8 January 2018 | Address of His Holiness


Regia Hall

[…] It is likewise important that the many refugees who have found shelter and
refuge in neighbouring countries, especially in Jordan, Lebanon and Turkey, be able
to return home. The commitment and efforts made by these countries in this difficult
situation deserve the appreciation and support of the entire international community,
which is also called upon to create the conditions for the repatriation of Syrian
refugees. This effort must concretely start with Lebanon, so that that beloved country
can continue to be a “message” of respect and coexistence, and a model to imitate,
for the whole region and for the entire world. […]
At the same time, we cannot forget the situation of families torn apart by poverty,
war and migration. All too often, we see with our own eyes the tragedy of children
who, unaccompanied, cross the borders between the south and the north of our
world, and often fall victim to human trafficking.
Today there is much talk about migrants and migration, at times only for the sake of
stirring up primal fears. It must not be forgotten that migration has always existed.
In the Judeo-Christian tradition, the history of salvation is essentially a history of
migration. Nor should we forget that freedom of movement, for example, the ability
to leave one’s own country and to return there, is a fundamental human
right.[17]There is a need, then, to abandon the familiar rhetoric and start from the
essential consideration that we are dealing, above all, with persons.

#### Supplied entries
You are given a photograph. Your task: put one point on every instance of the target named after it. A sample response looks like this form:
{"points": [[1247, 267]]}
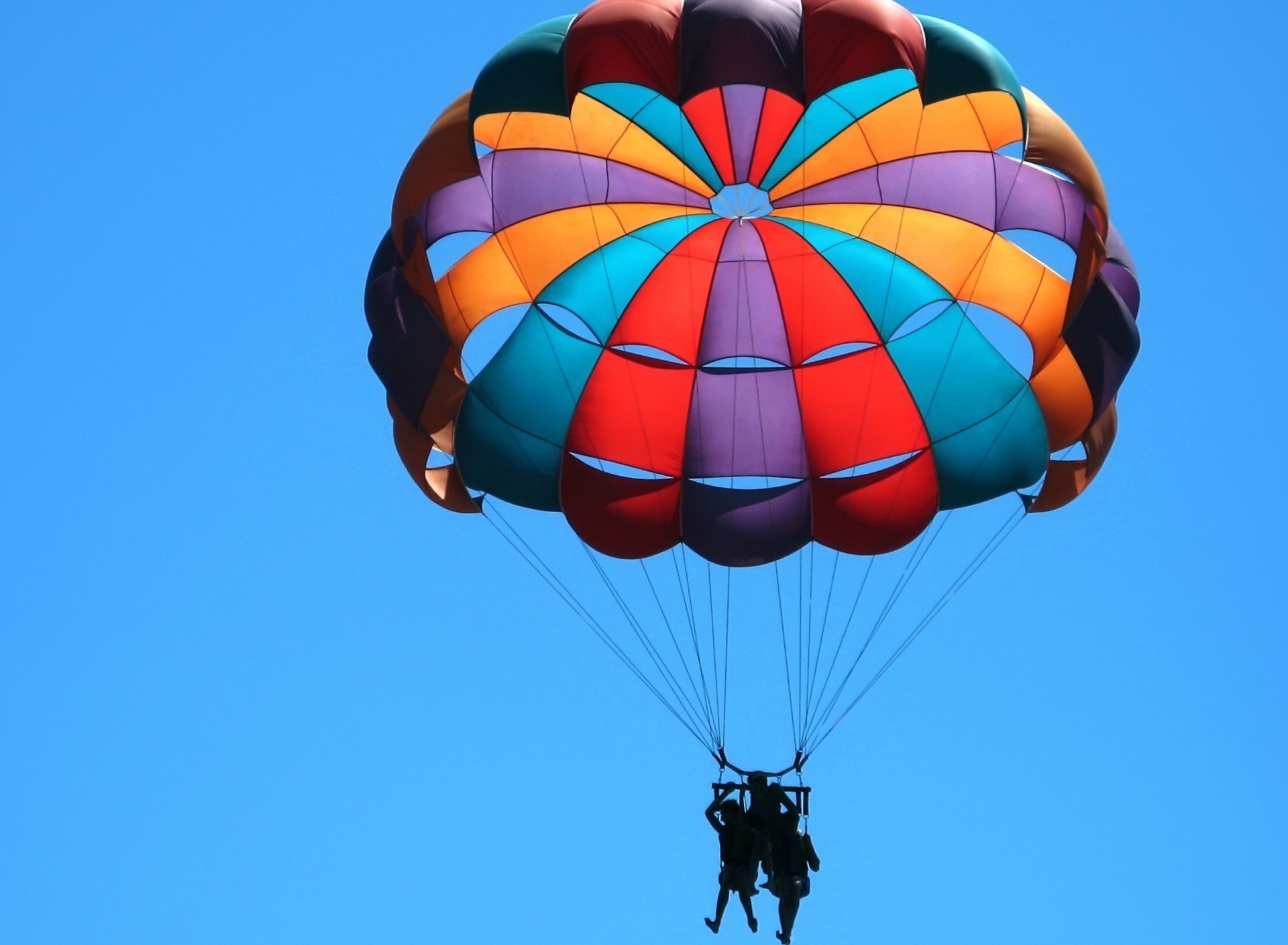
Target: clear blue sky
{"points": [[254, 689]]}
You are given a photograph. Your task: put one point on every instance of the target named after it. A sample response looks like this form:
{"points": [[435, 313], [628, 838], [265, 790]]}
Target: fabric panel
{"points": [[527, 75], [617, 516], [876, 513], [625, 42], [741, 528], [741, 42], [852, 39]]}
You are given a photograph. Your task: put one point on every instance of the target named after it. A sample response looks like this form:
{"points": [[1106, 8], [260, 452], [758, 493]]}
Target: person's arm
{"points": [[712, 806], [810, 856], [786, 799]]}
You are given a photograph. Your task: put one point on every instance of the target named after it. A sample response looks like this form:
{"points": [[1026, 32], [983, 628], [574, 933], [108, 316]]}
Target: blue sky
{"points": [[253, 687]]}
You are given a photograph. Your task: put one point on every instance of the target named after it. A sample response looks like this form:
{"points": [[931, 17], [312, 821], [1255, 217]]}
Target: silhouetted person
{"points": [[794, 859], [764, 811], [741, 851]]}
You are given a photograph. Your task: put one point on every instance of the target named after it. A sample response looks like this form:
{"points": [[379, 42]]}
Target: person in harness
{"points": [[794, 859], [767, 805], [742, 848]]}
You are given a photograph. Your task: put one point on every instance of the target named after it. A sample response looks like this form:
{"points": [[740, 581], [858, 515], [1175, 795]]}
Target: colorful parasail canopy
{"points": [[764, 270]]}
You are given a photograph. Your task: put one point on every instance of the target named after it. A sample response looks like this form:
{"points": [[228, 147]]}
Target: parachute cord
{"points": [[687, 600], [580, 610], [715, 652], [910, 571], [800, 796], [788, 669], [724, 708], [679, 652], [1000, 537], [645, 642], [822, 637], [837, 655]]}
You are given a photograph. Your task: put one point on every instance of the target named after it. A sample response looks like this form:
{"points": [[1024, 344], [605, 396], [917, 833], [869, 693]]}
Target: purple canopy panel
{"points": [[745, 526], [458, 208], [1104, 341], [745, 424], [957, 183], [741, 42], [742, 113], [531, 182], [743, 315], [855, 187], [628, 185], [1125, 284], [1120, 271], [1040, 201]]}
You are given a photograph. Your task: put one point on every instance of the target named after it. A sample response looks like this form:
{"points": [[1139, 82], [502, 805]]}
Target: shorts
{"points": [[739, 879], [803, 881]]}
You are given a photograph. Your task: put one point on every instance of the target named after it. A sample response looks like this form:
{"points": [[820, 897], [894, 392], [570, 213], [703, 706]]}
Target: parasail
{"points": [[724, 285]]}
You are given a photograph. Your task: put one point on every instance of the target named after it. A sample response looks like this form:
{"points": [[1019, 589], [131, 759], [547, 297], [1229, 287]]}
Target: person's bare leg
{"points": [[789, 904], [745, 897], [722, 901]]}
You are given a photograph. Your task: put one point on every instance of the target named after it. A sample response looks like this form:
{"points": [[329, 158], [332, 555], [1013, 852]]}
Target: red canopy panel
{"points": [[625, 42], [619, 516], [669, 309], [876, 513], [854, 39], [706, 113], [634, 411], [820, 309], [778, 116], [855, 409]]}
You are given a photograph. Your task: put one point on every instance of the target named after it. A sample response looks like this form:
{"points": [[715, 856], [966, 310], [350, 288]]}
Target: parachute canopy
{"points": [[769, 272]]}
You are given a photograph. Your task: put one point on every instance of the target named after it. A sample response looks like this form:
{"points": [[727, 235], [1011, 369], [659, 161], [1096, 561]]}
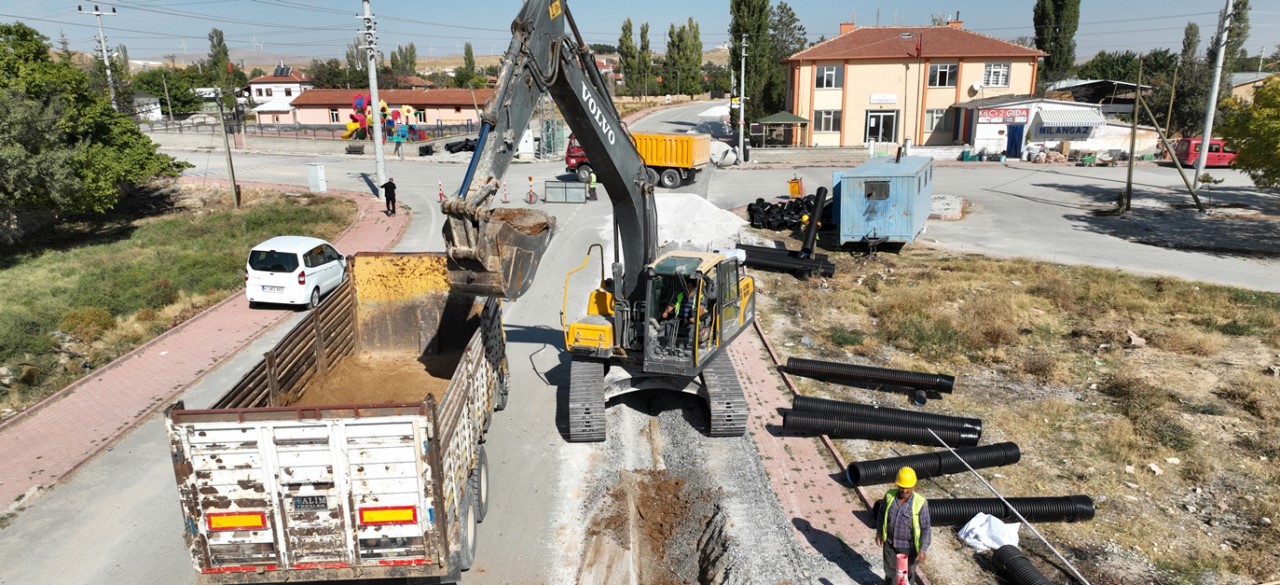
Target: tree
{"points": [[1253, 131], [789, 39], [629, 58], [752, 18], [1055, 23], [466, 74], [644, 60], [681, 71], [1192, 87], [62, 146]]}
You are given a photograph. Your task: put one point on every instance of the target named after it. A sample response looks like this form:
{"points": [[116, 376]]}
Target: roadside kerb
{"points": [[44, 444]]}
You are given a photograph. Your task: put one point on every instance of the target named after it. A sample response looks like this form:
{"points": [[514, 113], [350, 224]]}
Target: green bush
{"points": [[87, 323]]}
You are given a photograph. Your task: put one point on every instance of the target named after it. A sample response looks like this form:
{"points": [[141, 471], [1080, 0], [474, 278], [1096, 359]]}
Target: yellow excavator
{"points": [[653, 321]]}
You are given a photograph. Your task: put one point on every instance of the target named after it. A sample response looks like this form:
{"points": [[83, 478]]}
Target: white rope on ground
{"points": [[1077, 574]]}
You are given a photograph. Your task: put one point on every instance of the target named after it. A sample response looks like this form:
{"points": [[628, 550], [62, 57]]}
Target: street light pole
{"points": [[741, 105], [231, 169]]}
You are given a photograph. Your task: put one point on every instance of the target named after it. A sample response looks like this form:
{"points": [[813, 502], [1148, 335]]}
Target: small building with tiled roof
{"points": [[283, 82], [897, 83], [430, 106]]}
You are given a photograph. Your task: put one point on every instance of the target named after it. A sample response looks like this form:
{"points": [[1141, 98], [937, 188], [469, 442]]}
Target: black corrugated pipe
{"points": [[932, 465], [1064, 508], [833, 371], [789, 264], [1013, 563], [810, 234], [848, 428], [809, 403]]}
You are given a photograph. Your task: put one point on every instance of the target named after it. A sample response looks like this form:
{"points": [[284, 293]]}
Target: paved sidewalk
{"points": [[50, 439]]}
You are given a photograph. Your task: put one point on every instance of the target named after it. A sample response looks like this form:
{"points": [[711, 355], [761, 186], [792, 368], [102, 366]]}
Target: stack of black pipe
{"points": [[848, 420], [932, 465], [1060, 508], [1013, 563], [782, 215], [782, 260], [851, 374]]}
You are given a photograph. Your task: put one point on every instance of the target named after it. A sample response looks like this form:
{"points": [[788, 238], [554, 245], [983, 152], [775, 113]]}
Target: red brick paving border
{"points": [[50, 439]]}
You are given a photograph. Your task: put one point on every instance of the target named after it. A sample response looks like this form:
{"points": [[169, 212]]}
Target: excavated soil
{"points": [[375, 379]]}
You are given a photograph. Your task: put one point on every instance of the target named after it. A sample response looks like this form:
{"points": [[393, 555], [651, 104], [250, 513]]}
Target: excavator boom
{"points": [[497, 251]]}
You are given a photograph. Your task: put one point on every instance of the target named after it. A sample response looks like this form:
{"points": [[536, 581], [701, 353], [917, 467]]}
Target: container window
{"points": [[273, 261], [877, 190]]}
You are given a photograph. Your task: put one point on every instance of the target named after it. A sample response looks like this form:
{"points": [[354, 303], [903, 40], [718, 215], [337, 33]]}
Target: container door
{"points": [[877, 209]]}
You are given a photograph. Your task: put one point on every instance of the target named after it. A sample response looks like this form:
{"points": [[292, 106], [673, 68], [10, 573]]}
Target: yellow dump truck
{"points": [[353, 448], [672, 159]]}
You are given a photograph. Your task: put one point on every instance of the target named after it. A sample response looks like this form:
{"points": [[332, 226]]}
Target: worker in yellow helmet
{"points": [[903, 526]]}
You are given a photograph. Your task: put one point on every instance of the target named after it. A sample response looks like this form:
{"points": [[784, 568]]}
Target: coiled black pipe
{"points": [[1013, 563], [827, 406], [832, 371], [1064, 508], [932, 465], [848, 428]]}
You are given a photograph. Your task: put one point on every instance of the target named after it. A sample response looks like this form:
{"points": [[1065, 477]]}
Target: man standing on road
{"points": [[389, 191], [904, 526]]}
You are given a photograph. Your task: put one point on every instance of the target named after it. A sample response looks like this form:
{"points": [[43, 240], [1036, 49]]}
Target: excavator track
{"points": [[586, 401], [725, 398]]}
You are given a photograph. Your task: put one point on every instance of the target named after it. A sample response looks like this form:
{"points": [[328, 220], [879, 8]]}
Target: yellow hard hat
{"points": [[905, 478]]}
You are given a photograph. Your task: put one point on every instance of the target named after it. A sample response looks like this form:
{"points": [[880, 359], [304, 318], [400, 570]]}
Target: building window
{"points": [[830, 77], [827, 120], [944, 76], [937, 120], [996, 74]]}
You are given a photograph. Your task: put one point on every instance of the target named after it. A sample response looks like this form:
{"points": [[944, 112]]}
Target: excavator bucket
{"points": [[516, 240]]}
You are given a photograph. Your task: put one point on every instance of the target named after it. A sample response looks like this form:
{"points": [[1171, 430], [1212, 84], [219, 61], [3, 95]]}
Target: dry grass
{"points": [[1042, 353]]}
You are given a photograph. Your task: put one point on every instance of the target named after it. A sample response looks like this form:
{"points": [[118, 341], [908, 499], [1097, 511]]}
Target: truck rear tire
{"points": [[480, 485], [466, 533], [671, 178]]}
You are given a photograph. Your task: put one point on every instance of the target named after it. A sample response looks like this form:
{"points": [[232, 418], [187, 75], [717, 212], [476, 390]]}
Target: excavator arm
{"points": [[497, 251]]}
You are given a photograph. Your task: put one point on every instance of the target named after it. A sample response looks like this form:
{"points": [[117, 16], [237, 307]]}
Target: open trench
{"points": [[672, 506]]}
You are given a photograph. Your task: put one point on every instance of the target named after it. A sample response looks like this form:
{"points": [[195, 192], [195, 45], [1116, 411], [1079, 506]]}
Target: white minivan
{"points": [[292, 270]]}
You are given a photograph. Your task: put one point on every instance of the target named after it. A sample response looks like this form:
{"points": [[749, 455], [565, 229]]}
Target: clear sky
{"points": [[305, 28]]}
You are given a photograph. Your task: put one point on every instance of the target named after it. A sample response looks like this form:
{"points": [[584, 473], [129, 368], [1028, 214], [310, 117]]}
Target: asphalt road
{"points": [[115, 520]]}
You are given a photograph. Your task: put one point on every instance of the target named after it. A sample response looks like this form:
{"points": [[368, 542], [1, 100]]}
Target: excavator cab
{"points": [[693, 307]]}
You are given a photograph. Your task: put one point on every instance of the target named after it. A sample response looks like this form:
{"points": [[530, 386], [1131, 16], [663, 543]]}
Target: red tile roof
{"points": [[397, 97], [899, 42]]}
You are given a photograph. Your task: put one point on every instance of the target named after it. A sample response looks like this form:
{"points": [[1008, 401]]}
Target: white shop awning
{"points": [[1074, 117]]}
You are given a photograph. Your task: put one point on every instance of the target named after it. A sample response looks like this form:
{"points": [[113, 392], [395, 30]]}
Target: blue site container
{"points": [[883, 200]]}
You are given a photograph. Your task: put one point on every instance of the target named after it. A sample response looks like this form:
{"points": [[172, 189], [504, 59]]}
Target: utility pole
{"points": [[101, 45], [1133, 141], [231, 169], [741, 105], [165, 81], [1207, 133], [371, 51]]}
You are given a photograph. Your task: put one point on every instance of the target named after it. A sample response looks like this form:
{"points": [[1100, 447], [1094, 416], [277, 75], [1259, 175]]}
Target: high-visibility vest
{"points": [[917, 503]]}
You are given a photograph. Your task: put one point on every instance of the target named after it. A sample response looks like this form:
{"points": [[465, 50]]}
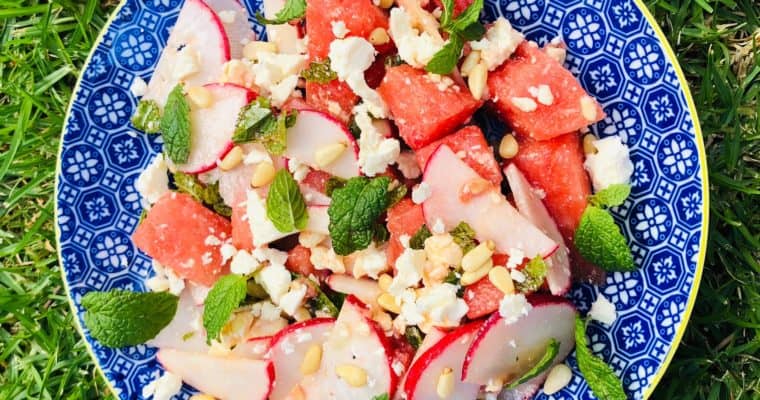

#### Work to complete
• 1. According to the 8 January 2018 address, why must the repatriation effort start with Lebanon?
• 2. Which forces does the 8 January 2018 address name as tearing families apart?
• 3. Carry the 8 January 2018 address forward from the sentence ending "we are dealing, above all, with persons."

#### Answers per task
• 1. The effort must start with Lebanon so that the country can continue to be a "message" of respect and coexistence. It should also remain a model to imitate for the whole region and for the entire world.

• 2. Poverty, war and migration.

• 3.
This is what I sought to reiterate in my Message for the World Day of Peace celebrated
on 1 January last, whose theme this year is: “Migrants and Refugees: Men and
Women in Search of Peace”. While acknowledging that not everyone is always guided
by the best of intentions, we must not forget that the majority of migrants would
prefer to remain in their homeland. Instead, they find themselves “forced by
discrimination, persecution, poverty and environmental degradation” to leave it
behind… “Welcoming others requires concrete commitment, a network of assistance
and good will, vigilant and sympathetic attention, the responsible management of
new and complex situations that at times compound numerous existing problems, to
say nothing of resources, which are always limited. By practising the virtue of
prudence, government leaders should take practical measures to welcome, promote,
protect, integrate and, ‘within the limits allowed by a correct understanding of the
common good, to permit [them] to become part of a new society’ (Pacem in Terris,
57). Leaders have a clear responsibility towards their own communities, whose
legitimate rights and harmonious development they must ensure, lest they become
like the rash builder who miscalculated and failed to complete the tower he had begun
to construct” (cf. Lk 14:28-30).[18]

I would like once more to thank the authorities of those states who have spared no
effort in recent years to assist the many migrants arriving at their borders. I think
above all of the efforts made by more than a few countries in Asia, Africa and the
Americas that welcome and assist numerous persons. I cherish vivid memories of
my meeting in Dhaka with some members of the Rohingya people, and I renew my
sentiments of gratitude to the Bangladeshi authorities for the assistance provided to
them on their own territory.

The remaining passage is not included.